§ TASK DESCRIPTION
The records below should be set down in full, please, without any change.

§ Natural-language object grounding data
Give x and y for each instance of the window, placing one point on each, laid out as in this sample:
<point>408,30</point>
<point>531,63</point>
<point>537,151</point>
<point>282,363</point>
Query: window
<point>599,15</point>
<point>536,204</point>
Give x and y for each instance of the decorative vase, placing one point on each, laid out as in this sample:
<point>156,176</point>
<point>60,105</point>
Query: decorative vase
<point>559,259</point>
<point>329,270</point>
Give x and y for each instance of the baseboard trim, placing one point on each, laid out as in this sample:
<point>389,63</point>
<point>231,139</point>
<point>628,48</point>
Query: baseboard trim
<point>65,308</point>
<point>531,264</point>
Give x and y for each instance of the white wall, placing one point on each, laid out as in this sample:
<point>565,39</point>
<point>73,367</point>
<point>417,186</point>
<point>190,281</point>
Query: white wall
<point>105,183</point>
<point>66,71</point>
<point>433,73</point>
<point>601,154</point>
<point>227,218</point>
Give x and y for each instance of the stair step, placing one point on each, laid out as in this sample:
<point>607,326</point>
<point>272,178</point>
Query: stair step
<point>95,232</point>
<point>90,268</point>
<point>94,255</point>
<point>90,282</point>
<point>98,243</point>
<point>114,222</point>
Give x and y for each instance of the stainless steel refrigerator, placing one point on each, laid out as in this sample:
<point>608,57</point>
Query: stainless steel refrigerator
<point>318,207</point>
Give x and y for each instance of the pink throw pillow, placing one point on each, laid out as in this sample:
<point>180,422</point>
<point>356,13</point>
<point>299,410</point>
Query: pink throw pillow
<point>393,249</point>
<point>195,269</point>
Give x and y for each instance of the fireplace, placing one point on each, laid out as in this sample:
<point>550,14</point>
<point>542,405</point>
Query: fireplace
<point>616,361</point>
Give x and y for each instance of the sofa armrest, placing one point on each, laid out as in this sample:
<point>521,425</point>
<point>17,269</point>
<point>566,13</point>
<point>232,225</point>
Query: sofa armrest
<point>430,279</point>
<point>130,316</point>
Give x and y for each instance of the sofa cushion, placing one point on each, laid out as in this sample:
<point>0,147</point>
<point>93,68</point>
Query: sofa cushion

§ RESPONSE TO THE TASK
Give x and y for each instance of the window, placing one point on each, laid out as in this sample:
<point>408,30</point>
<point>531,63</point>
<point>537,151</point>
<point>282,363</point>
Query: window
<point>599,15</point>
<point>536,204</point>
Give x and y for each instance of the decorative vase, placing one point on each, laid out as in this sample:
<point>156,176</point>
<point>60,105</point>
Query: decorative vase
<point>559,259</point>
<point>329,270</point>
Give x and y for each instance of the baseboard trim, placing one point on each, laid out as in this sample:
<point>389,63</point>
<point>231,139</point>
<point>628,48</point>
Query: baseboard trim
<point>65,308</point>
<point>531,264</point>
Give x and y for each instance of the white wall, placing one point on each, laid out as in this sample:
<point>565,39</point>
<point>73,367</point>
<point>417,186</point>
<point>190,281</point>
Query: white wall
<point>105,183</point>
<point>66,71</point>
<point>433,73</point>
<point>601,154</point>
<point>227,218</point>
Give x and y for each instance of the stair step, placing one point on each, laid out as in this sample:
<point>607,326</point>
<point>272,178</point>
Query: stair step
<point>95,232</point>
<point>90,268</point>
<point>94,255</point>
<point>90,282</point>
<point>98,243</point>
<point>114,222</point>
Give x and y for each instance of the stainless steel refrigerator, placing one point on each, laid out as in this sample:
<point>608,57</point>
Query: stainless steel refrigerator
<point>318,207</point>
Give x and y for each instance of the pink throw pillow, placing one point on each, laid out as in this sample:
<point>180,422</point>
<point>356,13</point>
<point>299,410</point>
Query: pink throw pillow
<point>393,249</point>
<point>195,269</point>
Give x and y for each instance of the fireplace, placing one point on each, laid out as in this sample:
<point>550,14</point>
<point>542,405</point>
Query: fireplace
<point>616,361</point>
Give x and y for each instance of the sofa armrest, placing one point on each, laid out as in this sample:
<point>521,425</point>
<point>17,269</point>
<point>566,13</point>
<point>232,225</point>
Query: sofa armrest
<point>430,279</point>
<point>130,316</point>
Give x and y for each instance of the sofa cushion, placing one point on each, laid out as in this sample:
<point>0,147</point>
<point>93,68</point>
Query: sofa cushion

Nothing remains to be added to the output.